[Dataset records giving object locations]

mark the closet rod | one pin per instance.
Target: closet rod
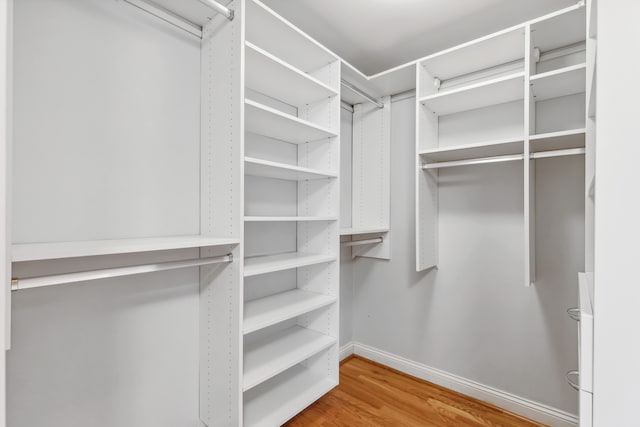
(81, 276)
(507, 158)
(361, 93)
(362, 242)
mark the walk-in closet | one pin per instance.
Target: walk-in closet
(256, 213)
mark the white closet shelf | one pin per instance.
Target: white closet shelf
(562, 82)
(272, 354)
(471, 151)
(277, 400)
(362, 230)
(271, 76)
(44, 251)
(270, 122)
(499, 48)
(562, 28)
(562, 140)
(271, 263)
(269, 169)
(289, 218)
(484, 94)
(273, 309)
(276, 35)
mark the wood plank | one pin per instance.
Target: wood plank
(371, 395)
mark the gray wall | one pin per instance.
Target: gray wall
(472, 316)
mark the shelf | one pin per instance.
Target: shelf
(495, 91)
(270, 122)
(499, 48)
(281, 38)
(273, 77)
(268, 169)
(271, 263)
(273, 354)
(472, 151)
(44, 251)
(563, 140)
(268, 311)
(364, 230)
(276, 401)
(288, 218)
(557, 83)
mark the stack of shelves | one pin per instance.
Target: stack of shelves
(290, 324)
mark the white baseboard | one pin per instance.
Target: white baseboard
(510, 402)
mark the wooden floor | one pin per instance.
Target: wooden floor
(373, 395)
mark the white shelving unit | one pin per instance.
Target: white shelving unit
(290, 322)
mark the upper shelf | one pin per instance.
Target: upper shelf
(44, 251)
(268, 169)
(562, 82)
(286, 41)
(563, 140)
(491, 92)
(499, 48)
(270, 122)
(271, 76)
(473, 151)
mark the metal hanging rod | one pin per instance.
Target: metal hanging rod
(507, 158)
(180, 21)
(59, 279)
(361, 93)
(362, 242)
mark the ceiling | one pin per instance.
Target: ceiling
(375, 35)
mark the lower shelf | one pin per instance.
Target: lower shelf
(277, 400)
(272, 354)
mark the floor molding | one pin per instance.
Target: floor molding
(510, 402)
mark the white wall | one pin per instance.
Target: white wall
(472, 317)
(617, 291)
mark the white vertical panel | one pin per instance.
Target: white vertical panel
(371, 174)
(222, 183)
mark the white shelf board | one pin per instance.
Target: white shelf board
(270, 122)
(288, 218)
(56, 250)
(269, 169)
(270, 355)
(495, 49)
(271, 76)
(268, 311)
(562, 140)
(559, 29)
(491, 92)
(471, 151)
(283, 39)
(279, 399)
(270, 263)
(362, 230)
(562, 82)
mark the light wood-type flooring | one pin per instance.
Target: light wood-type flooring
(371, 395)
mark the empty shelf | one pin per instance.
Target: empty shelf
(268, 169)
(288, 218)
(42, 251)
(277, 400)
(557, 83)
(557, 140)
(264, 312)
(472, 151)
(363, 230)
(270, 263)
(495, 91)
(270, 122)
(273, 77)
(273, 354)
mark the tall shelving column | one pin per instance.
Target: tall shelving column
(291, 164)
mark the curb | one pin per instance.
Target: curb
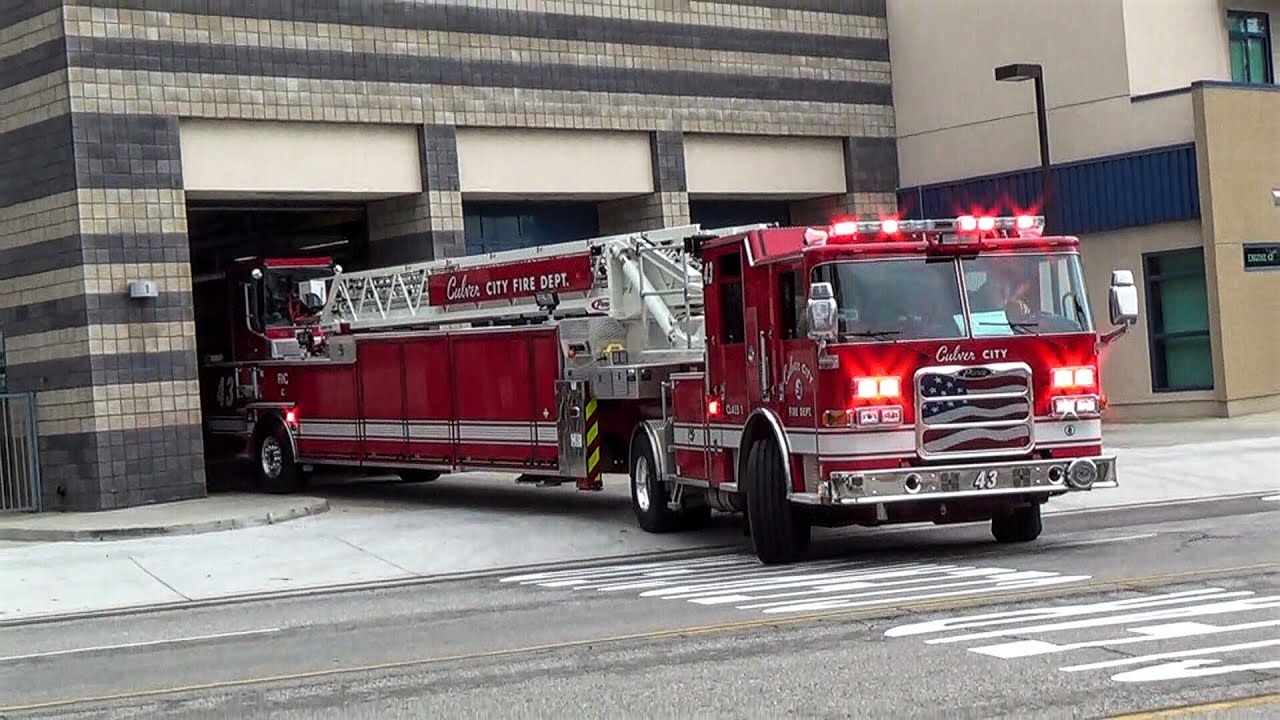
(379, 584)
(304, 507)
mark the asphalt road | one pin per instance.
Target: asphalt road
(1107, 614)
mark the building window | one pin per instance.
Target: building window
(1178, 320)
(727, 213)
(1249, 35)
(496, 227)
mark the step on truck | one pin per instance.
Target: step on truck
(867, 372)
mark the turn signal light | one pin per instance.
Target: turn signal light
(877, 388)
(1065, 378)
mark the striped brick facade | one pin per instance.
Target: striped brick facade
(91, 192)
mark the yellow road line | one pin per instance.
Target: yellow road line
(882, 611)
(1256, 701)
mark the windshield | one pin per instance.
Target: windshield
(1027, 294)
(280, 302)
(906, 299)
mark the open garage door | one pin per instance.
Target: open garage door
(222, 232)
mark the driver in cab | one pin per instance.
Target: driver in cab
(1002, 292)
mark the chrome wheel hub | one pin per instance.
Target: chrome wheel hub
(641, 483)
(273, 458)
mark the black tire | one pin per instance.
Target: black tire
(416, 475)
(778, 533)
(648, 490)
(275, 468)
(1020, 524)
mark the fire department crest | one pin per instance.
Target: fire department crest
(796, 376)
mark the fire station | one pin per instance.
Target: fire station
(146, 145)
(1161, 132)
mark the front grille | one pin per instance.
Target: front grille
(968, 410)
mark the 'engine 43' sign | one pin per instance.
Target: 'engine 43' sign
(504, 282)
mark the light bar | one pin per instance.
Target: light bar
(950, 229)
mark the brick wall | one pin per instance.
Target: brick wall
(90, 201)
(91, 176)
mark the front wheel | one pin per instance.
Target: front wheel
(277, 469)
(778, 533)
(648, 490)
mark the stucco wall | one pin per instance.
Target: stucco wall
(1239, 165)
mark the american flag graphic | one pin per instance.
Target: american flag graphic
(983, 411)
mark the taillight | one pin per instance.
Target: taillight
(1075, 378)
(877, 388)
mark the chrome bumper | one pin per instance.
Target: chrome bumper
(968, 481)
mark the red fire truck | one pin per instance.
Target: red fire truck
(869, 372)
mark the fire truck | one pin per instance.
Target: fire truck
(865, 372)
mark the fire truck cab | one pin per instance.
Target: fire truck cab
(888, 372)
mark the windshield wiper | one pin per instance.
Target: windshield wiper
(1027, 328)
(1079, 311)
(877, 335)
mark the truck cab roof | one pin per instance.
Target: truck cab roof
(894, 237)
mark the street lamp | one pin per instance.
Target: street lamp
(1020, 72)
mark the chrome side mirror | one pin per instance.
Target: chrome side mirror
(821, 311)
(1124, 299)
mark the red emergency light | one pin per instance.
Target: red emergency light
(961, 229)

**GIVEN REQUEST**: Copy out every line of the listing word for word, leaving out the pictures.

**ANSWER BELOW**:
mark the closet rod | one pin per instance.
Target: closet rod
(81, 276)
(507, 158)
(361, 93)
(362, 242)
mark the walk-in closet | one pin per instance.
Target: walk-in closet
(256, 213)
mark the white closet shelf | one pin per instance.
Target: white closet shelf
(562, 82)
(272, 354)
(471, 151)
(277, 400)
(362, 230)
(271, 76)
(44, 251)
(270, 122)
(499, 48)
(562, 28)
(562, 140)
(271, 263)
(269, 169)
(289, 218)
(484, 94)
(273, 309)
(276, 35)
mark the wood plank | one pin per instance.
Target: wood plank
(371, 395)
mark the gray wall | one pin per instance.
Target: gray wall
(472, 316)
mark the shelf | one pin per instance.
Target: shelf
(495, 91)
(270, 122)
(499, 48)
(281, 38)
(273, 77)
(268, 169)
(271, 263)
(273, 354)
(472, 151)
(44, 251)
(563, 140)
(268, 311)
(364, 230)
(276, 401)
(288, 218)
(557, 83)
mark the stack of shelves | one pin per instance.
Target: stack of shelves
(290, 324)
mark the white baseboard | one pin per instance.
Target: white baseboard
(510, 402)
mark the wooden floor | one pin per instance.
Target: wooden floor
(373, 395)
mark the white shelving unit | one pin per instance.
Target: white shelving unit
(290, 322)
mark the upper shelf | one pin per instance.
Target: upper shelf
(44, 251)
(268, 169)
(562, 82)
(286, 41)
(563, 140)
(491, 92)
(499, 48)
(270, 122)
(271, 76)
(473, 151)
mark the metal hanging rod | one pin per instance.
Target: metal hanging rod
(507, 158)
(180, 21)
(59, 279)
(361, 93)
(362, 242)
mark the ceiling | one pin per instance.
Target: ceiling
(375, 35)
mark the lower shelf | one pin per instance.
Target: lower shelf
(277, 400)
(272, 354)
mark the floor molding | one pin per instance.
Target: floor molding
(510, 402)
mark the white wall | one pin per instance.
Target: white wall
(472, 317)
(617, 291)
mark the white vertical panel | one pin per instance.
Target: white vertical panel
(371, 174)
(222, 183)
mark the white shelf board | one pin per instance.
Target: white shelf board
(270, 122)
(288, 218)
(56, 250)
(269, 169)
(270, 355)
(495, 49)
(271, 76)
(268, 311)
(562, 140)
(559, 29)
(491, 92)
(471, 151)
(283, 39)
(279, 399)
(270, 263)
(362, 230)
(562, 82)
mark the light wood-type flooring | one pin per instance.
Target: light wood-type flooring
(371, 395)
mark the empty shelf | one pin per instance.
Target: empty shelf
(268, 169)
(288, 218)
(42, 251)
(277, 400)
(557, 83)
(557, 140)
(264, 312)
(472, 151)
(363, 230)
(270, 263)
(495, 91)
(270, 122)
(273, 77)
(273, 354)
mark the tall shelving column | one pin per instance.
Target: tall shelving column
(291, 164)
mark the curb | one pin per instance.
Target: curb
(379, 584)
(304, 507)
mark the asphalt road | one pin per instance.
Target: asphalt road
(1107, 614)
mark the building window | one pin per instance.
Target: building window
(1178, 320)
(727, 213)
(1249, 35)
(496, 227)
mark the step on truck | one pin per instance.
Target: step on truck
(867, 372)
mark the turn signal light | one pin per instance.
Target: turn signal light
(877, 388)
(1065, 378)
mark the striped brick facade | one pin per instance.
Target: striped brick facade
(91, 192)
mark the yellow road line | one pin per instance.
Target: yellow road line
(882, 611)
(1256, 701)
mark the windshield | one pin per instance.
Target: windshield
(1027, 294)
(280, 302)
(906, 299)
mark the open garage door | one pin per instance.
Target: open garage door
(222, 232)
mark the driver in cab | one pin per instance.
Target: driver in cab
(1002, 292)
mark the chrome wheel hub | one pin per instance.
Target: chrome wheel hub
(641, 483)
(273, 458)
mark the black tire | one pin per instance.
Target: black tire
(416, 475)
(778, 533)
(648, 490)
(275, 468)
(1020, 524)
mark the fire department crest | one pin per instance.
Target: fire department crest
(796, 376)
mark the fire station | one pin per instance.
Target: fire station
(146, 145)
(1161, 132)
mark the front grille | one pin per instance.
Target: front grille
(968, 410)
mark the 'engine 43' sign | one pin per instance.
Target: 'engine 43' sign
(504, 282)
mark the light bar | one pin per instance.
Target: light bar
(950, 229)
mark the brick wall | one pin per instance.
Target: brick wall
(90, 201)
(91, 176)
mark the front wheel | one pin per instance.
Target: front wheel
(277, 469)
(778, 533)
(648, 490)
mark the stucco wall | one pin per instance.
Target: stucco wall
(1239, 165)
mark the american flag graphic | one pin per instance.
Target: american flag graphic
(983, 411)
mark the taillight | one pin per instance.
Target: taillight
(1075, 378)
(877, 388)
mark the chrome bumper | one pin per instance.
Target: chrome bumper
(968, 481)
mark the red fire truck | one pin per instance.
Target: red fire truck
(869, 372)
mark the fire truck | one pin per instance.
Target: fire truck
(865, 372)
mark the fire truck cab | one pin per instance.
Target: fire truck cab
(888, 372)
mark the windshield wiper | one pin per instance.
Target: windshield wiper
(1027, 328)
(1079, 311)
(877, 335)
mark the truck cab roof | one pin per instance.
Target: truck cab roof
(894, 237)
mark the street lamp | one pin per instance.
Target: street lamp
(1020, 72)
mark the chrome side mirror | one pin per instance.
Target: chrome side mirror
(821, 311)
(1124, 299)
mark the red emergency light | one pin per instance.
Target: red emergency light
(961, 229)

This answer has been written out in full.